▶ THE TASK: Print every line below exactly. Skip the pictures.

▶ LISTED RECORDS:
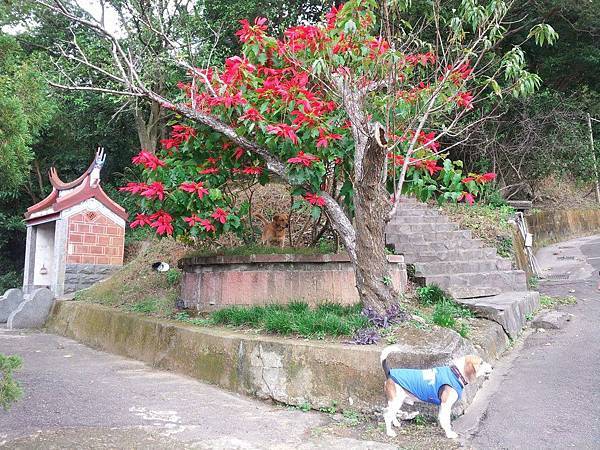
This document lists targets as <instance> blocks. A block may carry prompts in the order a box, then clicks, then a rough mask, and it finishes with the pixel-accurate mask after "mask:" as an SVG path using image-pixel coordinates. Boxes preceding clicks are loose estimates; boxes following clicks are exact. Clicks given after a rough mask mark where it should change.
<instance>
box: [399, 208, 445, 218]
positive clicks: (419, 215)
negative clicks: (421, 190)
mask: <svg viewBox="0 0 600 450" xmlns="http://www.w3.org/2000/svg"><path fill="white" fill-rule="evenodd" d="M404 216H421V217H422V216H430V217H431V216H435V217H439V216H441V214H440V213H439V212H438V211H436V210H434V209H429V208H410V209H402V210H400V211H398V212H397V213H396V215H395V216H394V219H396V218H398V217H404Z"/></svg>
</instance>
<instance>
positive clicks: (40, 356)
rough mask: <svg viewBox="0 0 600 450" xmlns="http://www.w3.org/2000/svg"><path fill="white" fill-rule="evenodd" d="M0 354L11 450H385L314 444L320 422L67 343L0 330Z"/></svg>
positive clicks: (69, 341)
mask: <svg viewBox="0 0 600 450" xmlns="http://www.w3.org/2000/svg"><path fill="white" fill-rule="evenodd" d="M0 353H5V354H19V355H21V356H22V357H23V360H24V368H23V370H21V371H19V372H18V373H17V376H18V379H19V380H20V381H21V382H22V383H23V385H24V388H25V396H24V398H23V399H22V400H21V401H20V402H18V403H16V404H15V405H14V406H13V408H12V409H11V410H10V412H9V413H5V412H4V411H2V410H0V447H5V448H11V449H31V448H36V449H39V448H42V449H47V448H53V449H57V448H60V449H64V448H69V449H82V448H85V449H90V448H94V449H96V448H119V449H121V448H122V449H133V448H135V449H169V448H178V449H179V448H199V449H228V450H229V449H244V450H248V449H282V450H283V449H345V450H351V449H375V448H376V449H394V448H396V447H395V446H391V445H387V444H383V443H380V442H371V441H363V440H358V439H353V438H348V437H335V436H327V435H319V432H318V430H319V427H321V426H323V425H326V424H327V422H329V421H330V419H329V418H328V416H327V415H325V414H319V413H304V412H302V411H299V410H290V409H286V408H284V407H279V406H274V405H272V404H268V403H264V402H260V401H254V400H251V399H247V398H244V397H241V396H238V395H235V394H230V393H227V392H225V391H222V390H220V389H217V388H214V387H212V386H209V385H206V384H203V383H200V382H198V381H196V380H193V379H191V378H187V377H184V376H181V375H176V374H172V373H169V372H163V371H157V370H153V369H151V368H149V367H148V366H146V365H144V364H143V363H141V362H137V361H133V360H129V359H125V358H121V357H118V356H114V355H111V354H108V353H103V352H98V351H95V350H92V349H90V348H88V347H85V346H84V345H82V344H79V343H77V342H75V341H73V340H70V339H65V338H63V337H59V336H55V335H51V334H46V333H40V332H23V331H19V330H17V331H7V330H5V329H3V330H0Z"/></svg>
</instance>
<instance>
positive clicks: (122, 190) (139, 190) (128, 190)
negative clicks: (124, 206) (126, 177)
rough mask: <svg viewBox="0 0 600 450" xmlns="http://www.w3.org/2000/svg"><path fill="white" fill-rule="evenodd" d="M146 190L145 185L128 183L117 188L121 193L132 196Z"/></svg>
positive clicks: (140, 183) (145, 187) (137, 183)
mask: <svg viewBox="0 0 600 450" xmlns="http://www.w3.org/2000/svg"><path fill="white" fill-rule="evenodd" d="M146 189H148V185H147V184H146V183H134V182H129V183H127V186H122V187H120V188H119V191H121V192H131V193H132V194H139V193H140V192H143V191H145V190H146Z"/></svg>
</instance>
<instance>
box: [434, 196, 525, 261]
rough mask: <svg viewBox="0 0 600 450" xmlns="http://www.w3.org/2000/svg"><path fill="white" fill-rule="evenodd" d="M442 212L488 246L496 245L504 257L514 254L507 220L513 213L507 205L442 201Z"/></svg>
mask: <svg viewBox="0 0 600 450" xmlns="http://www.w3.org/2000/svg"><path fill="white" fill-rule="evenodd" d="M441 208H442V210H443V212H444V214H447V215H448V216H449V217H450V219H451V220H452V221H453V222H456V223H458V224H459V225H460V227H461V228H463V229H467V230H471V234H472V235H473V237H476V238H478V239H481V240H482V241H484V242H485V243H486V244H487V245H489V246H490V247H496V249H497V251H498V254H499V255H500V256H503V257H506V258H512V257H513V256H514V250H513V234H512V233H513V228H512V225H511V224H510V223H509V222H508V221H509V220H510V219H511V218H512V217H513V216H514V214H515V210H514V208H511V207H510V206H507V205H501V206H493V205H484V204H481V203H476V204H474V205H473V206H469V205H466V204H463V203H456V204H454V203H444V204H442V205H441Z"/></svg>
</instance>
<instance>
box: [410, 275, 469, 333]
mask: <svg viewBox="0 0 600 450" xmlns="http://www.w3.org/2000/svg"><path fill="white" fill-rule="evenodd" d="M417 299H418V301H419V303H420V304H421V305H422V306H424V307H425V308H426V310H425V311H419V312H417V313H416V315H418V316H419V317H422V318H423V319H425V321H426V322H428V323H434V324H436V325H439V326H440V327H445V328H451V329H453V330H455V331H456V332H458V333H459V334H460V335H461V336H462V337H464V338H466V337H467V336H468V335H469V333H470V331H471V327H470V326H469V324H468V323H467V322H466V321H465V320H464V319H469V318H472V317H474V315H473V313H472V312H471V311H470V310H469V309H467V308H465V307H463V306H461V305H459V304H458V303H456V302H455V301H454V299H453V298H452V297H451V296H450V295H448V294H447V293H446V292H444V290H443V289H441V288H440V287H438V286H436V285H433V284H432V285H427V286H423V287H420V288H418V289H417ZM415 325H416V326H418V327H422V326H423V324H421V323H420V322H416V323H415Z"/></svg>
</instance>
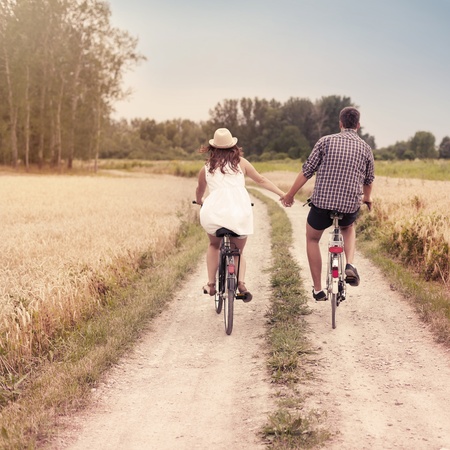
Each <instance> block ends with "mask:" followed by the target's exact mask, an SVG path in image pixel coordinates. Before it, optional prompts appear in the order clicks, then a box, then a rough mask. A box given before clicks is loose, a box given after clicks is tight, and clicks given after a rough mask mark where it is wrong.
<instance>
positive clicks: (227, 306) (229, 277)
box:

▶ EXERCISE RESULT:
This document lists targets as <instance> blocks. A block may carry prompts in the order a box, then clicks, then a rough mask, and it finishes with the pixel-accurate mask after "mask:" as an SVG path using image-pixel coordinates. Boxes preceding clicks are loose estimates; boxes following clicks are exact. Clicks given after a rough mask mark where it should change.
<instance>
box: [399, 208, 445, 218]
positive clicks: (419, 215)
negative clicks: (421, 190)
mask: <svg viewBox="0 0 600 450" xmlns="http://www.w3.org/2000/svg"><path fill="white" fill-rule="evenodd" d="M404 216H421V217H422V216H430V217H431V216H435V217H439V216H441V214H440V213H439V212H438V211H436V210H434V209H429V208H410V209H402V210H400V211H398V212H397V213H396V215H395V216H394V219H396V218H398V217H404Z"/></svg>
</instance>
<instance>
positive clicks: (40, 356)
rough mask: <svg viewBox="0 0 600 450" xmlns="http://www.w3.org/2000/svg"><path fill="white" fill-rule="evenodd" d="M0 354L11 450H385L314 444L320 422L67 343L0 330Z"/></svg>
positive clicks: (69, 341)
mask: <svg viewBox="0 0 600 450" xmlns="http://www.w3.org/2000/svg"><path fill="white" fill-rule="evenodd" d="M0 353H5V354H19V355H21V356H22V357H23V360H24V368H23V370H21V371H19V372H18V373H17V376H18V379H19V380H20V381H21V382H22V383H23V385H24V388H25V396H24V398H23V399H22V400H21V401H20V402H18V403H16V404H15V405H14V406H13V408H12V409H11V410H10V412H9V413H5V412H4V411H2V410H0V447H5V448H11V449H31V448H36V449H39V448H42V449H47V448H53V449H57V448H60V449H64V448H69V449H82V448H85V449H90V448H94V449H96V448H119V449H121V448H122V449H133V448H135V449H169V448H178V449H179V448H199V449H228V450H229V449H244V450H248V449H282V450H283V449H345V450H351V449H375V448H376V449H394V448H396V447H395V446H391V445H387V444H383V443H380V442H371V441H363V440H358V439H353V438H348V437H335V436H327V435H319V432H318V430H319V427H321V426H323V425H326V424H327V422H329V421H330V419H329V418H328V416H327V415H325V414H319V413H304V412H302V411H299V410H290V409H286V408H284V407H279V406H274V405H272V404H268V403H264V402H260V401H254V400H251V399H247V398H244V397H241V396H238V395H235V394H230V393H227V392H225V391H222V390H220V389H217V388H214V387H212V386H209V385H206V384H203V383H200V382H198V381H196V380H193V379H191V378H187V377H184V376H181V375H176V374H172V373H169V372H163V371H157V370H153V369H151V368H149V367H148V366H146V365H144V364H143V363H141V362H137V361H133V360H129V359H125V358H121V357H118V356H114V355H111V354H108V353H103V352H98V351H95V350H92V349H90V348H88V347H85V346H84V345H82V344H79V343H77V342H75V341H73V340H70V339H65V338H63V337H59V336H55V335H51V334H46V333H40V332H23V331H19V330H17V331H7V330H5V329H3V330H0Z"/></svg>
</instance>
<instance>
positive clicks: (122, 190) (139, 190) (128, 190)
negative clicks: (124, 206) (126, 177)
rough mask: <svg viewBox="0 0 600 450" xmlns="http://www.w3.org/2000/svg"><path fill="white" fill-rule="evenodd" d="M146 190L145 185L128 183L117 188L121 193L132 196Z"/></svg>
positive clicks: (140, 183) (145, 187) (137, 183)
mask: <svg viewBox="0 0 600 450" xmlns="http://www.w3.org/2000/svg"><path fill="white" fill-rule="evenodd" d="M146 189H148V185H147V184H146V183H134V182H129V183H127V186H122V187H120V188H119V191H121V192H131V193H132V194H139V193H140V192H143V191H145V190H146Z"/></svg>
</instance>
<instance>
box: [434, 196, 525, 261]
rough mask: <svg viewBox="0 0 600 450" xmlns="http://www.w3.org/2000/svg"><path fill="white" fill-rule="evenodd" d="M442 212L488 246L496 245L504 257L514 254L507 220L513 213L507 205L442 201Z"/></svg>
mask: <svg viewBox="0 0 600 450" xmlns="http://www.w3.org/2000/svg"><path fill="white" fill-rule="evenodd" d="M441 208H442V210H443V212H444V214H447V215H448V216H449V217H450V219H451V220H452V221H453V222H456V223H458V224H459V225H460V227H461V228H463V229H467V230H471V234H472V235H473V237H476V238H478V239H481V240H482V241H484V242H485V243H486V244H487V245H489V246H490V247H496V249H497V251H498V254H499V255H500V256H503V257H506V258H512V257H513V256H514V250H513V234H512V233H513V228H512V225H511V224H510V223H509V222H508V221H509V220H510V219H511V218H512V217H513V216H514V214H515V210H514V208H511V207H510V206H507V205H501V206H493V205H484V204H481V203H476V204H474V205H473V206H469V205H466V204H463V203H456V204H454V203H444V204H442V205H441Z"/></svg>
</instance>
<instance>
box: [410, 275, 469, 333]
mask: <svg viewBox="0 0 600 450" xmlns="http://www.w3.org/2000/svg"><path fill="white" fill-rule="evenodd" d="M417 299H418V301H419V303H420V304H421V305H422V306H424V307H425V308H426V310H425V311H419V312H417V313H416V315H418V316H419V317H422V318H423V319H425V321H426V322H428V323H434V324H436V325H439V326H440V327H445V328H451V329H453V330H455V331H456V332H458V333H459V334H460V335H461V336H462V337H464V338H466V337H467V336H468V335H469V333H470V331H471V327H470V326H469V324H468V323H467V322H466V321H465V320H464V319H469V318H472V317H474V315H473V313H472V312H471V311H470V310H469V309H467V308H465V307H463V306H461V305H459V304H458V303H456V302H455V301H454V299H453V298H452V297H451V296H450V295H448V294H447V293H446V292H444V290H443V289H441V288H440V287H438V286H436V285H433V284H432V285H427V286H423V287H420V288H418V289H417ZM415 325H416V326H418V327H422V326H423V324H421V323H420V322H416V323H415Z"/></svg>
</instance>
Each <instance> block ends with "mask:" followed by the target's exact mask, an SVG path in image pixel coordinates. Before it, optional prompts appear in the order clicks, then a box, then a rough mask. A box given before clicks is loose, a box given after clicks is tight, and clicks given after a rough mask mark where it is wrong.
<instance>
positive clicks: (227, 306) (229, 277)
box:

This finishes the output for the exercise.